• [OBIETTIVO DICHIARATO] Estrai senza alcuna modifica, dal testo sulla turistificazione di Napoli, il passo che comincia con "Por Alessandra Esposito" e prosegue fino a "italiana non turistica.".

• [TESTO RIPORTATO]
****************************************
Por Alessandra Esposito |
CRÍTICA URBANA N. 34 |
Le case degli altri è un saggio sulla turistificazione vista da Napoli, cioè da una città che fino agli inizi degli anni duemila era una città italiana non turistica.
È il quinto volume pubblicato dalla collana di studi urbani critici “Territori” (Editpress), per la quale sono stati pubblicati tra gli altri la traduzione italiana di “In defence of housing” di Madden e Marcuse, a cura di Barbara Pizzo, e la raccolta di testi di Sandra Annunziata “Oltre la gentrification”, a cura di ETICity. La ricerca percorre la strada aperta proprio da Annunziata, cioè l’approfondimento dei casi italiani di gentrificazione e displacement nel contesto sud europeo, e riprende in chiave urbanistica gli studi critici sul turismo, dai testi di Britton fino ai più recenti lavori di Agustín Cocola-Gant.
Al centro dell’analisi c’è l’azione combinata di turismo, capitalismo di piattaforma e rendita e come questa impatta sull’abitare. Osservare la turistificazione mentre accade per la prima volta, in una città ancora densamente abitata e con un mercato della casa non finanziarizzato, aiuta infatti a comprendere non solo quanto rapidamente il turismo contemporaneo e le piattaforme possono stravolgere i luoghi che investono, ma anche il ruolo centrale che la rendita svolge in tutti i processi di turistificazione, compresi quelli nel sud di Italia. Proprio il vecchio e mai risolto problema della rendita ci aiuta a smascherare le retoriche della città turistica come modello vincente, soprattutto quelle utilizzate dalle piattaforme. Come ogni rentier che si rispetti, infatti, turismo e piattaforme non producono nulla, aumentano il valore di mercato di ciò che esiste. Se il turismo vive della rendita del passato deprimendo l’economia urbana (più una città diventa turistica più si allontanano altre economie e fonti di reddito per gli abitanti), altrettanto fanno le piattaforme come Airbnb il cui modello economico si basa proprio sul rentierism. Entrambi, turismo e piattaforme, sono un problema di distribuzione di potere – economico e sociale – nello spazio, e in quanto tali possono essere resi oggetto di politiche urbanistiche, per quanto le istituzioni stentino a farlo.
****************************************
• [DATI MOSTRATI]

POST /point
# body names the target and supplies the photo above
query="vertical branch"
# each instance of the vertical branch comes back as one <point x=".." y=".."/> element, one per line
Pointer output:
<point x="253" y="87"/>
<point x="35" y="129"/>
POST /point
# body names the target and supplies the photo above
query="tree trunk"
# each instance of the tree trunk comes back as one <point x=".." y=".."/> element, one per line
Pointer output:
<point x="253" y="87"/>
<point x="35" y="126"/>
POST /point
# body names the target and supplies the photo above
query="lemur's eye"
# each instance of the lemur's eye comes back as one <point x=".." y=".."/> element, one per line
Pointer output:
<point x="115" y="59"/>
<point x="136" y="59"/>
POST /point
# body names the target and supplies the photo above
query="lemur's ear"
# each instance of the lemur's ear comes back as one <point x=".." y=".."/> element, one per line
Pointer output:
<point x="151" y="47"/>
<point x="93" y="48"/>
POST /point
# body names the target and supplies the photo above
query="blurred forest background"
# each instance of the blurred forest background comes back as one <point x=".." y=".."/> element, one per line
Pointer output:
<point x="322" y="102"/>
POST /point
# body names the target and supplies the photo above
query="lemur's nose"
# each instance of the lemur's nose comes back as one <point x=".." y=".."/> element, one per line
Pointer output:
****************************************
• [SOLUZIONE ESERCIZIO]
Por Alessandra Esposito |
CRÍTICA URBANA N. 34 |
Le case degli altri è un saggio sulla turistificazione vista da Napoli, cioè da una città che fino agli inizi degli anni duemila era una città italiana non turistica.